DIRECTIONS FOR THIS TASK:
Swap "place one point per instance" for "mark each occurrence with a single point" everywhere it occurs in the items below, and leave every other word unchanged.

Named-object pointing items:
· · · · · · ·

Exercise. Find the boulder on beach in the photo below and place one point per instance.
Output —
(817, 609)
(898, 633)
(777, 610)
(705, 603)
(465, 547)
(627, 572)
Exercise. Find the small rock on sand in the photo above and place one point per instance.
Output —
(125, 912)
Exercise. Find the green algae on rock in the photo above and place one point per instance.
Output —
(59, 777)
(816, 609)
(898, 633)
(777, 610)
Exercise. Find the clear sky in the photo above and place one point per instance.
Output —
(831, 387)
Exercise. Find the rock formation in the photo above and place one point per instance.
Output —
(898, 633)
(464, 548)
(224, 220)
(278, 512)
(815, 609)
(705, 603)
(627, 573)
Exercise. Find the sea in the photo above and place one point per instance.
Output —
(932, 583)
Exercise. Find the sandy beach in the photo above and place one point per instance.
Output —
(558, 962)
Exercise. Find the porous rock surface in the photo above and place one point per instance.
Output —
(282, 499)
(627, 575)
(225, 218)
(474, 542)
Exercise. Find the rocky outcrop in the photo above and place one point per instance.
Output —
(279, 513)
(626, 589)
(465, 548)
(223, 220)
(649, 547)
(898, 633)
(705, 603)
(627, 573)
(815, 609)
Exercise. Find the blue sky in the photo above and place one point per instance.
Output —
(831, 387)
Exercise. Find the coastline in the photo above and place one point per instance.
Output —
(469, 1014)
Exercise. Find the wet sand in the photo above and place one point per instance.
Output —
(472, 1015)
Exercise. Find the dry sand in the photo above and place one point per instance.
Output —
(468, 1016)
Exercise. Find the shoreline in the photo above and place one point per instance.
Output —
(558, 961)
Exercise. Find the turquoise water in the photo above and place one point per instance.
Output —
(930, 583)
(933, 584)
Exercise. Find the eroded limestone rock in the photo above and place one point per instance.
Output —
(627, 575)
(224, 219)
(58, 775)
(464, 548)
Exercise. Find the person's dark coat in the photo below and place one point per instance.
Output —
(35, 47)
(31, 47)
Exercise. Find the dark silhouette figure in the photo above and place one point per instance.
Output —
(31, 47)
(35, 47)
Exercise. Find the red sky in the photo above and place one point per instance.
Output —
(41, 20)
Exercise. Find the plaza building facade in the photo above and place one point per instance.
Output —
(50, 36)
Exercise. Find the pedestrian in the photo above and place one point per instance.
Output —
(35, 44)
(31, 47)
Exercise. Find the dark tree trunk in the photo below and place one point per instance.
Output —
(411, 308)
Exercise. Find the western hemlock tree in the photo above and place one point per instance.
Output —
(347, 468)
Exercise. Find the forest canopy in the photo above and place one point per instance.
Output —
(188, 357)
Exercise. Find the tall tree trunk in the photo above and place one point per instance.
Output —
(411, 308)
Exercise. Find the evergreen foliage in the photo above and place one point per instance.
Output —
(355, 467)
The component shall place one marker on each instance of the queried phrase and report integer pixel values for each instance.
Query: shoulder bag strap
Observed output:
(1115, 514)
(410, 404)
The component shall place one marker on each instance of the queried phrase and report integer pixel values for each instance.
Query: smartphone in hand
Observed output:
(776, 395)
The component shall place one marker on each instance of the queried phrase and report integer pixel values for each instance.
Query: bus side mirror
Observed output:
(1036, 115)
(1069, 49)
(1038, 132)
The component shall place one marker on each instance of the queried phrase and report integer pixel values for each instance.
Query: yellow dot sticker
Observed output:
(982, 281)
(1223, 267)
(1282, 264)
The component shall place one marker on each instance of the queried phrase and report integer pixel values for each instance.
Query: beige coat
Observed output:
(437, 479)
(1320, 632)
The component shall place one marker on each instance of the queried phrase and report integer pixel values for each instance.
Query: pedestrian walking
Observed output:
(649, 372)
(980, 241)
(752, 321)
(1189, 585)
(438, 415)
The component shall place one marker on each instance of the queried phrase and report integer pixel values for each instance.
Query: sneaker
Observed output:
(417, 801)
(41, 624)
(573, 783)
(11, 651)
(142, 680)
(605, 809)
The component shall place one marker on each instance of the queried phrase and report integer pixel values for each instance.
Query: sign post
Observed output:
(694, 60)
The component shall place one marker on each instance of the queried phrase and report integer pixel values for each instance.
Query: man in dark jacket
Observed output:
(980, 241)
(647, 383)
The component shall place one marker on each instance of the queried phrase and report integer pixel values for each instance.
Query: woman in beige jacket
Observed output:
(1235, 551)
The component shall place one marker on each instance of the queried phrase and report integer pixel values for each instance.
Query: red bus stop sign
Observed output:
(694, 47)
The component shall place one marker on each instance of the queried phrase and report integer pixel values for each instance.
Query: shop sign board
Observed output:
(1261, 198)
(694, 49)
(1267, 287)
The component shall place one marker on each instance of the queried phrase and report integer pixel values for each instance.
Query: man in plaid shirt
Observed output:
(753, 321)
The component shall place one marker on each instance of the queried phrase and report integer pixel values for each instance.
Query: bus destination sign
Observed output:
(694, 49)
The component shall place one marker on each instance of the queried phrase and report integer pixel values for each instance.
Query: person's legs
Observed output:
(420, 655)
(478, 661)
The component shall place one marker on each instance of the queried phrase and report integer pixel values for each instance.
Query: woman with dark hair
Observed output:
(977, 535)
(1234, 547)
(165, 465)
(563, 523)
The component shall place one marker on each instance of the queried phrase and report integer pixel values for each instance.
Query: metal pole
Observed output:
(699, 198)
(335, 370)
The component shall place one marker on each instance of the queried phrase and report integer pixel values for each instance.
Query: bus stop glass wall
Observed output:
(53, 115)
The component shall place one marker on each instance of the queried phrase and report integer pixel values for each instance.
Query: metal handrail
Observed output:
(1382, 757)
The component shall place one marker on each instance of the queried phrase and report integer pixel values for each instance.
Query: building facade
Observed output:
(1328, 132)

· · · · · · ·

EXERCISE RESPONSE:
Exercise. Find the boulder on beach in the photo below and mark each occurrence with a single point.
Output —
(817, 609)
(898, 633)
(777, 610)
(705, 603)
(465, 547)
(627, 572)
Exercise. Find the small rock on sand in the photo above and mark each occurrence with a single point.
Output —
(125, 912)
Exercise. Find the green algae on rock in the photo above and mark each occurrence with a single point.
Output —
(59, 777)
(816, 609)
(898, 633)
(777, 610)
Exercise. Find the clear sky in the photo above and mark each occurrence with a single point.
Output —
(831, 387)
Exercise. Find the rock formation in the photo above and mark each occurrence with a single point.
Output —
(898, 633)
(464, 548)
(224, 220)
(278, 512)
(815, 609)
(705, 603)
(627, 573)
Exercise. Find the sea in the photo above and mark each occurrence with a single point.
Output —
(932, 583)
Exercise. Find the sandy beach in the photo above and mark each occurrence with a single point.
Output —
(558, 962)
Exercise. Find the porous rock surface in the photo above and mark each occurrence with a single point.
Output —
(282, 499)
(627, 575)
(225, 218)
(474, 542)
Exercise. Find the rocky outcrop in the photo above and mark each occurrence with a single point.
Output —
(279, 513)
(626, 589)
(465, 548)
(223, 220)
(649, 547)
(898, 633)
(705, 603)
(627, 573)
(815, 609)
Exercise. Find the blue sky in the photo above and mark each occurrence with a single point.
Output —
(831, 387)
Exercise. Find the coastline in the photo above and mark each occurrence with a single point.
Output —
(469, 1014)
Exercise. Find the wet sand in the photo above and mark each occurrence with a single point.
Output —
(472, 1015)
Exercise. Find the dry sand in the photo above and mark each occurrence with a single point.
Output —
(468, 1016)
Exercise. Find the shoreline in the photo above and mark each occurrence with a single point.
Output —
(558, 961)
Exercise. Find the turquoise water in the photo above and mark each occurrence with a single point.
Output —
(930, 583)
(933, 584)
Exercise. Find the eroded limestone rock in the photo above and mark each occurrence with a single point.
Output —
(627, 575)
(224, 219)
(58, 775)
(464, 548)
Exercise. Find the person's dark coat in the photo below and mark each occurrence with a single point.
Output —
(35, 47)
(31, 47)
Exercise. Find the dark silhouette figure in the photo above and mark each occurrence with a single point.
Output —
(31, 47)
(35, 47)
Exercise. Find the red sky in the photo above and mark each occurrence with a single point.
Output —
(41, 20)
Exercise. Find the plaza building facade in the photo above and mark each occurrence with a single point.
Output —
(50, 36)
Exercise. Find the pedestrian in the photo above and mark each occurrence with a single point.
Output —
(35, 44)
(31, 47)
Exercise. Find the dark tree trunk in the photo below and mark each occurrence with a single point.
Output —
(411, 308)
Exercise. Find the western hemlock tree in the photo above and mark each occurrence with a single point.
Output —
(347, 468)
Exercise. Find the forest canopy in the photo above and mark each occurrence with a single point.
Output —
(188, 357)
Exercise. Find the tall tree trunk in the photo above and mark each occurrence with a single point.
Output —
(411, 308)
Exercise. Find the evergreen foliage in the photo above and mark each occurrence with a single point.
Output —
(355, 467)
The component shall place one marker on each instance of the queried phrase and report integer pixel values for each instance.
Query: shoulder bag strap
Observed output:
(1115, 514)
(410, 404)
The component shall place one marker on each instance of the queried phrase and report integer pixel values for each instance.
Query: smartphone in hand
Observed output:
(776, 395)
The component shall place one marker on each instance of the queried phrase and report integer pixel values for each instance.
Query: bus side mirror
Observed output:
(1036, 115)
(1069, 49)
(1038, 132)
The component shall place one marker on each instance of the queried phrase and report integer pixel values for each instance.
Query: yellow dot sticker
Observed output:
(982, 281)
(1223, 267)
(1282, 264)
The component shall place one marker on each instance of the queried phrase and report integer pixel values for each instance.
Query: beige coat
Observed output:
(437, 479)
(1320, 632)
The component shall place one marker on each instance of the queried phrase and report integer pixel values for each instance.
Query: pedestrian walking
Observed output:
(649, 372)
(980, 241)
(752, 321)
(1189, 585)
(438, 415)
The component shall place one marker on each instance of the queried phrase and report integer pixel values for each instance.
Query: sneaker
Observed output:
(417, 801)
(41, 624)
(573, 783)
(11, 651)
(142, 680)
(605, 809)
The component shall place one marker on each instance of the queried phrase and report integer pixel values for each instance.
Query: sign post
Observed output:
(694, 60)
The component shall place one marker on each instance of the queried phrase and report integer pixel values for each instance.
Query: man in dark jacket
Observed output:
(980, 241)
(647, 383)
The component shall place one marker on each instance of the queried phrase and report integer pixel values for each instance.
Query: woman in beige jacket
Observed output:
(1235, 551)
The component shall place one marker on each instance of the queried phrase and report integer pixel values for each instance.
Query: red bus stop sign
Observed output:
(694, 47)
The component shall place one marker on each instance of the queried phrase and report integer pixel values for each instance.
Query: shop sign board
Observed output:
(1261, 198)
(694, 49)
(1267, 287)
The component shall place one marker on each instance of the queried phrase and report integer pixel values for each instance.
Query: man in plaid shirt
Observed output:
(753, 321)
The component shall place one marker on each instance of the queried phrase and report integer pixel values for each instance.
Query: bus destination sign
Observed output:
(694, 49)
The component shall place one marker on each instance of the queried phrase and report integer pixel values for each instance.
Query: person's legs
Observed output:
(420, 655)
(478, 661)
The component shall place one marker on each instance of the queried phrase and report integer pixel values for each instance.
Query: woman with dark hair
Observed output:
(977, 535)
(1234, 547)
(165, 465)
(563, 523)
The component shall place one marker on each instance of the queried phrase and report integer pixel values for each instance.
Query: metal pole
Observed output:
(699, 198)
(335, 370)
The component shall place one marker on each instance of the queried phrase and report integer pixel values for each instance.
Query: bus stop glass wall
Observed output:
(53, 115)
The component shall place one marker on each instance of the queried phrase and report integer pixel values for each instance.
Query: metal handrail
Observed output:
(1382, 757)
The component shall place one marker on each instance of the queried phrase and report integer pixel values for each instance.
Query: building facade
Observed output:
(1328, 132)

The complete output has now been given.